(WHAT YOU ARE ASKED TO DO) Restate each line of the listing exactly, without carrying over any pictures.
— Start of DATA EXCERPTS —
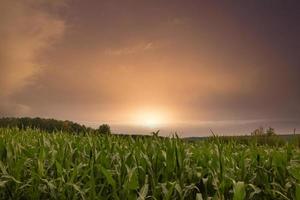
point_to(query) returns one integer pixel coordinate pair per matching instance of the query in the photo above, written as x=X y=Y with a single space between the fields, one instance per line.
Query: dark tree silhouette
x=104 y=129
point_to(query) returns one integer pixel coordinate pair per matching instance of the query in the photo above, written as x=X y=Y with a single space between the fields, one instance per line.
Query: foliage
x=35 y=165
x=260 y=132
x=48 y=125
x=104 y=129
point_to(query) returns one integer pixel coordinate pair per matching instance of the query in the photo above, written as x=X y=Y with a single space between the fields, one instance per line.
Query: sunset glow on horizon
x=168 y=65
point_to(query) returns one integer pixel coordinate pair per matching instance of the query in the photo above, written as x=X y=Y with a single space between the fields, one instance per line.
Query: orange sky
x=144 y=65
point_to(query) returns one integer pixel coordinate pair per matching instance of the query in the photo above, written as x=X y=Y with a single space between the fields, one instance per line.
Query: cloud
x=142 y=47
x=27 y=29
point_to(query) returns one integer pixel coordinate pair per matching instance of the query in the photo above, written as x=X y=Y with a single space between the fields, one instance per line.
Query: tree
x=104 y=129
x=258 y=131
x=270 y=131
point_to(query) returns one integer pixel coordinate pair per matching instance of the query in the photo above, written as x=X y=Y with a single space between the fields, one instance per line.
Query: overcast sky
x=186 y=65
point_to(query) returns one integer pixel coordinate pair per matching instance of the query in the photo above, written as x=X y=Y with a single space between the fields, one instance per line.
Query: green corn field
x=39 y=165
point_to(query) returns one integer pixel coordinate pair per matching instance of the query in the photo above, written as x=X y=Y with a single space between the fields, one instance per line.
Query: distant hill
x=48 y=125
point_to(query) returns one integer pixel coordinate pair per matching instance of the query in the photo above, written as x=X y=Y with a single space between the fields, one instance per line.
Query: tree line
x=50 y=125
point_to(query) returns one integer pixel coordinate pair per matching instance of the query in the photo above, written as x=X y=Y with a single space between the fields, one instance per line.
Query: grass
x=38 y=165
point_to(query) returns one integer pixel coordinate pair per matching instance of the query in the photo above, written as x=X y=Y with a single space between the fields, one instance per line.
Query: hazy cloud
x=27 y=29
x=142 y=47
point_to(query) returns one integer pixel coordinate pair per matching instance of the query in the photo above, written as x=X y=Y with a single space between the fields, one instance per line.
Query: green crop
x=39 y=165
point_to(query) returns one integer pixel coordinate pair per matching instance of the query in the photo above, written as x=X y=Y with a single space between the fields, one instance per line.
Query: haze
x=140 y=65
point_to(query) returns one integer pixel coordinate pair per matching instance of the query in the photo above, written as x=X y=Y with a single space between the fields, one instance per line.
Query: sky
x=139 y=65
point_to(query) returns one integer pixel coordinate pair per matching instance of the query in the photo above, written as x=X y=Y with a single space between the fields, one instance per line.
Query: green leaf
x=108 y=176
x=239 y=191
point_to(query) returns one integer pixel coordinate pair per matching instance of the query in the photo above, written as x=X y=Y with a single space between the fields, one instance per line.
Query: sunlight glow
x=150 y=119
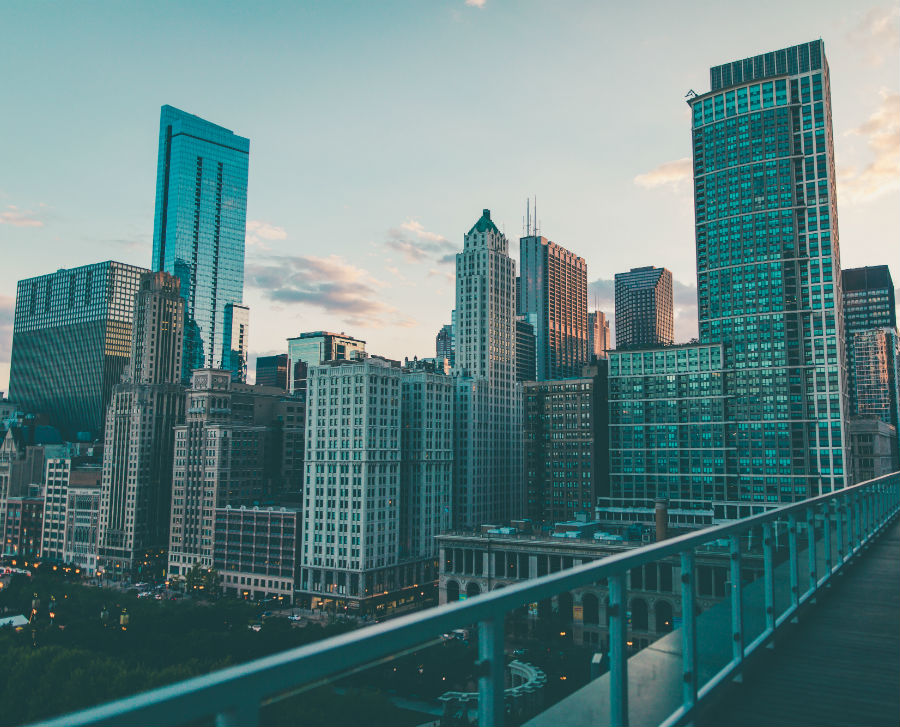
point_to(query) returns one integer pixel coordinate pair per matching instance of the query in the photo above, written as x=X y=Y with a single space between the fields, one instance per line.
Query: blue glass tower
x=199 y=227
x=768 y=269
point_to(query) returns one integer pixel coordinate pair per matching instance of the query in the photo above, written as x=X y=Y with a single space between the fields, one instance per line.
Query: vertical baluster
x=769 y=575
x=737 y=603
x=811 y=549
x=491 y=686
x=794 y=561
x=688 y=629
x=618 y=656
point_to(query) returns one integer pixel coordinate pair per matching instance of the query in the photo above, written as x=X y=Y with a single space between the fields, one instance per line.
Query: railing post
— End of DATA EXCERPTS —
(TASK SOLUTION)
point_to(query) returns one integer pixel coordinate pair per matching instance of the query in the photo above, written as x=X y=Y with a single space between the fields, one instance per line.
Query: dark tree silhouette
x=104 y=129
point_to(query) returns one integer pixel coordinate pair per matching instance of the query in the photo above, written as x=X y=Y with a single space between the fields, one instance per line.
Query: foliage
x=35 y=165
x=260 y=132
x=48 y=125
x=104 y=129
point_to(query) returns one integer pixel coordinate pair per matching instance of the query in the photo above, written as x=X y=Y with a single space between the fields, one instance per line.
Query: sunset glow on horizon
x=168 y=65
point_to(query) returns one integer pixel coordinate pair per matching instance of the query in the photo above, written as x=X y=Y with a single space between the fields, one instance per line.
Query: orange sky
x=144 y=65
point_to(query) returns one integer pixel coordinate pair per matching instance of the query in the photo above, written as x=X y=Y with a single space between the fields, one instance per line.
Query: cloud
x=142 y=47
x=27 y=29
point_to(query) returns one integer pixel coordinate pair per matching instance of the query in the photo above, written as x=X y=Y with a single space between the fields, one instance per line.
Query: tree
x=104 y=129
x=258 y=131
x=270 y=131
point_to(query) returns one integer pixel coordinate pair per matching instance of the query in the photo above, written as x=X y=Y with a single space between the fields, one instance per line.
Query: overcast sky
x=186 y=65
point_to(query) returns one integer pixel coordinate pair per matching instance of the query in the photo above, written as x=X y=Y with a single space between the fields, one instance per line.
Query: green corn field
x=39 y=165
point_to(query) returns one integer pixel coordinate pair per matching instance of the query in the photo above, written as x=X y=Y with a single space between the fields, one instance per line.
Query: distant hill
x=48 y=125
point_to(query) returns one integer pixel coordinate pair per matching instance of the query in the photo above, written as x=X y=Y with a single space between the fields, one instance per line.
Query: tree line
x=50 y=125
point_to(query) returns one integer pixel coordinate pair per matching instance of the query in the photo above, written as x=X y=Y with a single space between the fields, one instance per line.
Query: grass
x=38 y=165
point_to(query) returns one integer pixel coordinate pair per matching instance of the query in the photo above, written as x=X y=Y with a single space between the fields, one instance per line.
Query: hazy cloud
x=27 y=29
x=142 y=47
point_to(query) returns one integer pixel coordinate pair per matching instance of the query in the photo above, written as x=X y=Y with a single space between the fields, one instance per line.
Query: green crop
x=39 y=165
point_to(query) returns one integer pixel coordinate pair per matching instance of the query in the photo above, written as x=X y=Y with a single space between the fields, one instance per line.
Query: haze
x=140 y=65
point_to(query) returns one integer pixel coordinate pair per matching instance of the query in the photo above, written as x=X y=Y with a single space between the fields, one instance per line.
Query: sky
x=139 y=65
point_to(query) returns one integer pixel coordinate pair per matching instance of the query in the photo above, written as x=X y=Y with a single space between the fields, one instance per line.
Query: green leaf
x=108 y=176
x=239 y=191
point_to(query) returns one integer pixel coordinate pair per matching instance of the query in the photo above, written as x=X y=Y with a single space between the fields, one instance per line.
Query: sunlight glow
x=150 y=119
point_to(query) returns one integer pixel coordinate pair per matching instance of the query in the photo above, written as x=X y=Y with a single space between the fields, one instance per line.
Query: blue glass tower
x=199 y=227
x=768 y=269
point_to(query) returns one integer pixel coordinate pair per matching instance of the query in the photo above, written as x=X y=Y with a single space between the fields, one instance per line.
Query: vertical baluster
x=769 y=575
x=737 y=603
x=811 y=549
x=491 y=686
x=794 y=561
x=688 y=629
x=618 y=656
point_to(query) returns one integer pixel coordinate pair per matching instance of the query in the photo above, written as x=X y=Y with a single space between the fields, one instance per line.
Query: railing post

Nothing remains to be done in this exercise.